● WHAT THE TASK REQUIRES
From the records below, please return each line that holds the word "absolute".

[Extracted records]
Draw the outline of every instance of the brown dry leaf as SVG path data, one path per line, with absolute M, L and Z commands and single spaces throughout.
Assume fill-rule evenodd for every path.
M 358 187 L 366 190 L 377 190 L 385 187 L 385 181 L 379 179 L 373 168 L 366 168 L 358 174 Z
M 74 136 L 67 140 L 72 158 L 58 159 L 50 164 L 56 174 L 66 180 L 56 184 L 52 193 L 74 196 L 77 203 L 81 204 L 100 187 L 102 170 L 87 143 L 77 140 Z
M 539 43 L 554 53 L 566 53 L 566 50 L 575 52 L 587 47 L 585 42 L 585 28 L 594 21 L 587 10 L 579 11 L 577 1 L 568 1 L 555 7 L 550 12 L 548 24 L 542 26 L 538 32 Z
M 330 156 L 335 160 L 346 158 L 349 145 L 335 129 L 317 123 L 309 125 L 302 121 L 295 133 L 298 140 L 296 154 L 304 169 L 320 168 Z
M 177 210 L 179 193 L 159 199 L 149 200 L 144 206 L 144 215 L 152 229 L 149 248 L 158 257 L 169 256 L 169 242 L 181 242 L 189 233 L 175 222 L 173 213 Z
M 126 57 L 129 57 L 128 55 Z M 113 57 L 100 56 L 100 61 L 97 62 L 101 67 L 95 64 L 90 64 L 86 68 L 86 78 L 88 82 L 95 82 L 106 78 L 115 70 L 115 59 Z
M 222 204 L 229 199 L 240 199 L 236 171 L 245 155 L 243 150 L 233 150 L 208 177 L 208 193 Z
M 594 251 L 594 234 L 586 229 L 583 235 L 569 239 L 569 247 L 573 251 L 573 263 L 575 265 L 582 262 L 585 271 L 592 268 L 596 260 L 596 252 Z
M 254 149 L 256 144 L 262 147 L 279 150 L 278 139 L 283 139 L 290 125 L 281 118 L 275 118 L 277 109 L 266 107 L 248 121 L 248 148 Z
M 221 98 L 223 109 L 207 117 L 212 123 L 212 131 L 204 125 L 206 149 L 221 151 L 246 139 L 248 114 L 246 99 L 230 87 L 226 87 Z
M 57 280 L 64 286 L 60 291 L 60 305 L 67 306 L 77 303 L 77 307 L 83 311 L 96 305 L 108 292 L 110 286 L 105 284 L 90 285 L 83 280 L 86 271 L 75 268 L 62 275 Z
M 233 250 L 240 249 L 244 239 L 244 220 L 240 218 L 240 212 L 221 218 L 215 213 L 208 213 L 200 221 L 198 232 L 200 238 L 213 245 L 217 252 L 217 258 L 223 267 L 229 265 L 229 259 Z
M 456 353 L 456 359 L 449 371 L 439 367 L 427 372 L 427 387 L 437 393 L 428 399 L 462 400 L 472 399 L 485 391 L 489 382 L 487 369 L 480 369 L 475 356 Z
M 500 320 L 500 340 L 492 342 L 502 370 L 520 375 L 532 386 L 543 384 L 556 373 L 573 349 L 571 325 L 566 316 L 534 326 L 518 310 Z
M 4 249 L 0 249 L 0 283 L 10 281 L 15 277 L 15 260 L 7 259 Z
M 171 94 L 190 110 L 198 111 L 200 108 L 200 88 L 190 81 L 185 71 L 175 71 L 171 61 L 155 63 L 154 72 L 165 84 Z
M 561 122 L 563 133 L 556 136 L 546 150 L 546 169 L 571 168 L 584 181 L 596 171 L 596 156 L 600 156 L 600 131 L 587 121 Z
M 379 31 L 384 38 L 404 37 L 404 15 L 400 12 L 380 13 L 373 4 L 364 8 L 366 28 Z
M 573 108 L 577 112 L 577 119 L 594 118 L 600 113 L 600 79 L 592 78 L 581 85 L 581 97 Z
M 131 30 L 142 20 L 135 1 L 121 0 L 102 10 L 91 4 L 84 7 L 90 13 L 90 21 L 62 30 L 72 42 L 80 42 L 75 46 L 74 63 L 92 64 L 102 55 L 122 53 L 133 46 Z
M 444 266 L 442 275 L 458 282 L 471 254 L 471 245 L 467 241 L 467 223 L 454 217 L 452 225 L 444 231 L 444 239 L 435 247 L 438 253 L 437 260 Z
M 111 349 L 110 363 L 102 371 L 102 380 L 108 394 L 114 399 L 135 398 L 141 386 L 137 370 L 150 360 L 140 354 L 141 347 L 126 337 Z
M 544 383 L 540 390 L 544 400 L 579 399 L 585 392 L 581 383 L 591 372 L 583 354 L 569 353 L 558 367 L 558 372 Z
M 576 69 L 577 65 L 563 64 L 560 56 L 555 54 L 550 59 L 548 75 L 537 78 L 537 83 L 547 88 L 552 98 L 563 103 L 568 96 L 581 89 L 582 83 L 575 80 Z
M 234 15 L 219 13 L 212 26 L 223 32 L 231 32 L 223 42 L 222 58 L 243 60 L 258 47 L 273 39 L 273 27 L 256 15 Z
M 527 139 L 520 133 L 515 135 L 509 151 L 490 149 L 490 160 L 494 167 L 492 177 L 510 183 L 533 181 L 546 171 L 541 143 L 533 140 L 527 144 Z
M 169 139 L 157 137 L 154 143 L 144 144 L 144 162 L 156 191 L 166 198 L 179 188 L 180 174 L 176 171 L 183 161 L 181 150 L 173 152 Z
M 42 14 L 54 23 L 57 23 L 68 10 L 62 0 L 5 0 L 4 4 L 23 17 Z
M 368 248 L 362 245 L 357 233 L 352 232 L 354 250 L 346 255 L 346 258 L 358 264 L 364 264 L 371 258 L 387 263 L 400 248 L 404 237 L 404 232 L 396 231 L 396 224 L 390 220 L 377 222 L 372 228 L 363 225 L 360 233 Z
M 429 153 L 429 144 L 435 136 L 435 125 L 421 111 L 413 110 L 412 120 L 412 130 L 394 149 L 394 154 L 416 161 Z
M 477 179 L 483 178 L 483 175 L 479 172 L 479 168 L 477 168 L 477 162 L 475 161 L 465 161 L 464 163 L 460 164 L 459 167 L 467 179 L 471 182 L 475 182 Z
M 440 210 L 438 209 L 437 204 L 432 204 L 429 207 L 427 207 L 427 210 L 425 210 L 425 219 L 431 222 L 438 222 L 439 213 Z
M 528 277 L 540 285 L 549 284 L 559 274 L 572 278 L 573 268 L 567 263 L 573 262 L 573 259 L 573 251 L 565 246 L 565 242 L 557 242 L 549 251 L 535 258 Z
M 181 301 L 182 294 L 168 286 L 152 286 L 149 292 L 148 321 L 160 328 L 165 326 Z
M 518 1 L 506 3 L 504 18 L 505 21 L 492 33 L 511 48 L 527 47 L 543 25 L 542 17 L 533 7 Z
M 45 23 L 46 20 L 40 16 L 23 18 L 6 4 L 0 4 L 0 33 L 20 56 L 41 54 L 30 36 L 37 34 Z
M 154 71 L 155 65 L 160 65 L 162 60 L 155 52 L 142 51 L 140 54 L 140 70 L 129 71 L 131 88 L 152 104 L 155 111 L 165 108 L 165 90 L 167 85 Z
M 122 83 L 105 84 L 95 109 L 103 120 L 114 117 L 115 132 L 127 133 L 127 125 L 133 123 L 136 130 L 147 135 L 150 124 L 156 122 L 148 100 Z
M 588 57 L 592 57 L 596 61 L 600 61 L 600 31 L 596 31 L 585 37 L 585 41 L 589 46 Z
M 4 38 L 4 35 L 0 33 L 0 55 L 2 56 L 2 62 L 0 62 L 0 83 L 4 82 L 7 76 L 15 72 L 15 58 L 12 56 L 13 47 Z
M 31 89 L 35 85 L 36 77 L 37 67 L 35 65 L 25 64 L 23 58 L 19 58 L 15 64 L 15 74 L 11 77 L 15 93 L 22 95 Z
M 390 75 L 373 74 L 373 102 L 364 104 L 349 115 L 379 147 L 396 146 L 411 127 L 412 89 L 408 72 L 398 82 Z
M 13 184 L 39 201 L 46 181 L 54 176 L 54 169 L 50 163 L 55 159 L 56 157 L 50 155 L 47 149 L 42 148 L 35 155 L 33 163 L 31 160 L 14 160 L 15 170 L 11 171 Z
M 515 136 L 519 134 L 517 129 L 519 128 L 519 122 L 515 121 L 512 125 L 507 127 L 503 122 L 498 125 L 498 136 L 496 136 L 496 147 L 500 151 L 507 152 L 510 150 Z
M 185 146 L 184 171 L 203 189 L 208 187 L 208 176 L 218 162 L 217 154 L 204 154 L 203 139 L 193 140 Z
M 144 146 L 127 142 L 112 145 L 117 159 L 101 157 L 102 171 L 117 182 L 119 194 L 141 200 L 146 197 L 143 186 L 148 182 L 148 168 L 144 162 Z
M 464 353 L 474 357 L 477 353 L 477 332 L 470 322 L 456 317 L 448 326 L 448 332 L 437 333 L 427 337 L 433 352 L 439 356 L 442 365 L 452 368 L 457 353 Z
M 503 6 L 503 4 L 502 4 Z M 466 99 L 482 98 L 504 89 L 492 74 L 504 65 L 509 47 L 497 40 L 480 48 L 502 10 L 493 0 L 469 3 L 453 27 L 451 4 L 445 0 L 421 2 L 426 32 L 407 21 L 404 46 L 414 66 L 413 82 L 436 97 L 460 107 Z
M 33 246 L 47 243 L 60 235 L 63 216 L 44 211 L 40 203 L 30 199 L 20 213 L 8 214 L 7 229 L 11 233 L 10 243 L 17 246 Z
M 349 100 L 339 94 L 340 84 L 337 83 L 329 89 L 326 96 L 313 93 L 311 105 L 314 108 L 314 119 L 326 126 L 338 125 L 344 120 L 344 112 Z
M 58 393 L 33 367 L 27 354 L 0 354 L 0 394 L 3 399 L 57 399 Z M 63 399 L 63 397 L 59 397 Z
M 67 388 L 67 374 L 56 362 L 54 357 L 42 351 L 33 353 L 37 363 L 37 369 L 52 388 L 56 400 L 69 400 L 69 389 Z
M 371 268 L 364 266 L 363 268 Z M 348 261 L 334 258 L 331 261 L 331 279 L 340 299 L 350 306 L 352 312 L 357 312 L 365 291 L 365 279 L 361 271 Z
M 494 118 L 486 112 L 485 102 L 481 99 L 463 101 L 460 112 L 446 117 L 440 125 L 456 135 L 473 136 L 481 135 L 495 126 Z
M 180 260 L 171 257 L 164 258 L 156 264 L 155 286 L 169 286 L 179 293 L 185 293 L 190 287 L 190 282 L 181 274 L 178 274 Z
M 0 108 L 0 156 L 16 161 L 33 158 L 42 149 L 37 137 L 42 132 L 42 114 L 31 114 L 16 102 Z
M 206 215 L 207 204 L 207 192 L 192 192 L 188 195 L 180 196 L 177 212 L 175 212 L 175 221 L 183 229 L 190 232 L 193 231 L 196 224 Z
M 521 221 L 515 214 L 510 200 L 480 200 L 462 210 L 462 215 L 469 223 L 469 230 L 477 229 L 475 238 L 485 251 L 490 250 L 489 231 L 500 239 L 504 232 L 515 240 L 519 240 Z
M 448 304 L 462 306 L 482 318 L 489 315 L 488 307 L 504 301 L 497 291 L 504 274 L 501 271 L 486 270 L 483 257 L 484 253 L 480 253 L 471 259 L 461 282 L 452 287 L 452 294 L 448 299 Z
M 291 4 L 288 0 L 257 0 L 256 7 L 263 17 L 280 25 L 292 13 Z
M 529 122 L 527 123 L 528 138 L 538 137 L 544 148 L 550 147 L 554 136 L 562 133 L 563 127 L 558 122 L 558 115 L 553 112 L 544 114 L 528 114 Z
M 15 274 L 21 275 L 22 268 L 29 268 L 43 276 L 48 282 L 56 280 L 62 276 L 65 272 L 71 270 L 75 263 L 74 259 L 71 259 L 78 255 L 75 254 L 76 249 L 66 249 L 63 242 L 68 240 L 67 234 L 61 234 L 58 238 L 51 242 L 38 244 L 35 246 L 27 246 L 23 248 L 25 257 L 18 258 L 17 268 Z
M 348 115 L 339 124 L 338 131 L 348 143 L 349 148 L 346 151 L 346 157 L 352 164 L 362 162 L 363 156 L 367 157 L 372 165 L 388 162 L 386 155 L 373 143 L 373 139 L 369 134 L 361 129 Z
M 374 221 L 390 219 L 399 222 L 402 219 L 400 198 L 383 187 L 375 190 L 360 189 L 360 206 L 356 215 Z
...
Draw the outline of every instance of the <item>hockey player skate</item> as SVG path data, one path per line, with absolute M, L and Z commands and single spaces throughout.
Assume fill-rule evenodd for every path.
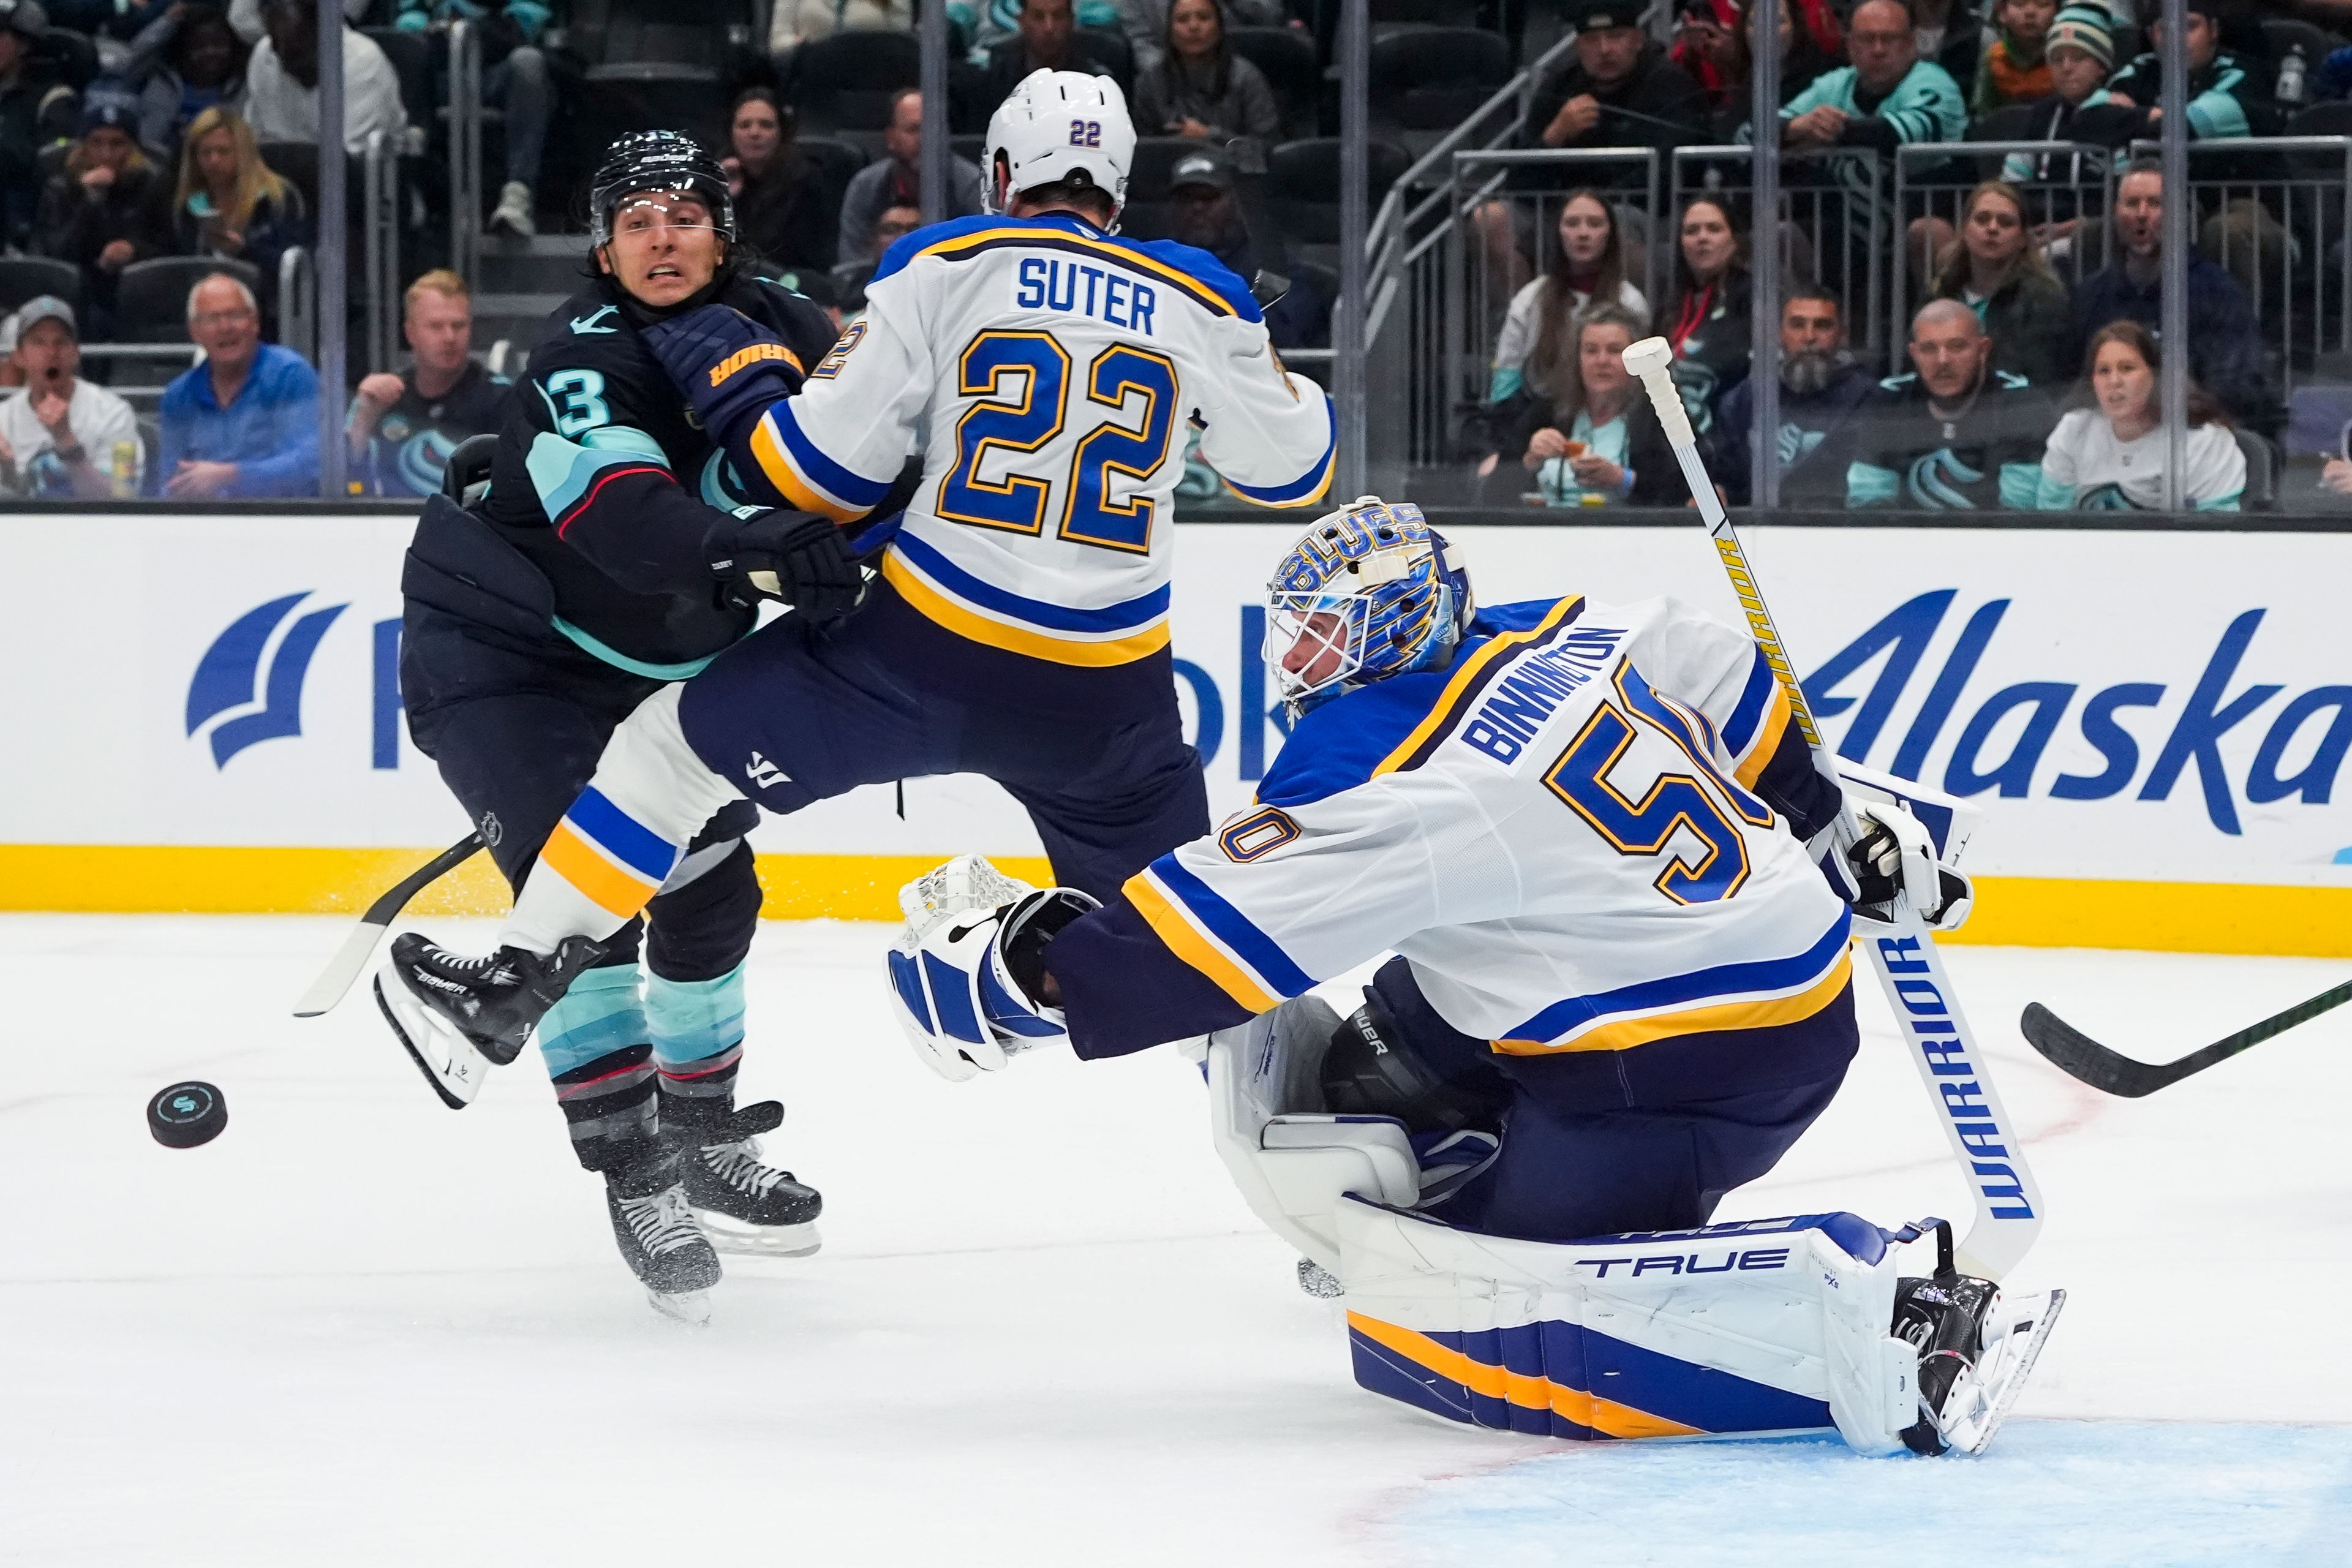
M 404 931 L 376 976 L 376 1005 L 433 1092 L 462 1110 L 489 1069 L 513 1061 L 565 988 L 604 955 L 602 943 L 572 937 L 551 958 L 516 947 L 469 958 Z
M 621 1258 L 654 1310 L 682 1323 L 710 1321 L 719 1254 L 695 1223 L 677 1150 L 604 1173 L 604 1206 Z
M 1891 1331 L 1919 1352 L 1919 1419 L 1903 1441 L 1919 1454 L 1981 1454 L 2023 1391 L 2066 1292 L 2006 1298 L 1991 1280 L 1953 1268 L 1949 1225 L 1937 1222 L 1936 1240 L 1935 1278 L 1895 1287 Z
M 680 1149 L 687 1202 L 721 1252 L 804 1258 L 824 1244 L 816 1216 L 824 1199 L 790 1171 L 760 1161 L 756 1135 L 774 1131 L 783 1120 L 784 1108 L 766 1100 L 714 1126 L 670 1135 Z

● FINISHED EXERCISE
Draw the outline of every instance of the brown dry leaf as SVG path data, one path per line, with absolute M, L and Z commands and single spaces throughout.
Draw the outline of every instance of the <item>hockey player skate</item> as SVG path data, one path per line, with absolute M, L and Z commands and single spaces throughout.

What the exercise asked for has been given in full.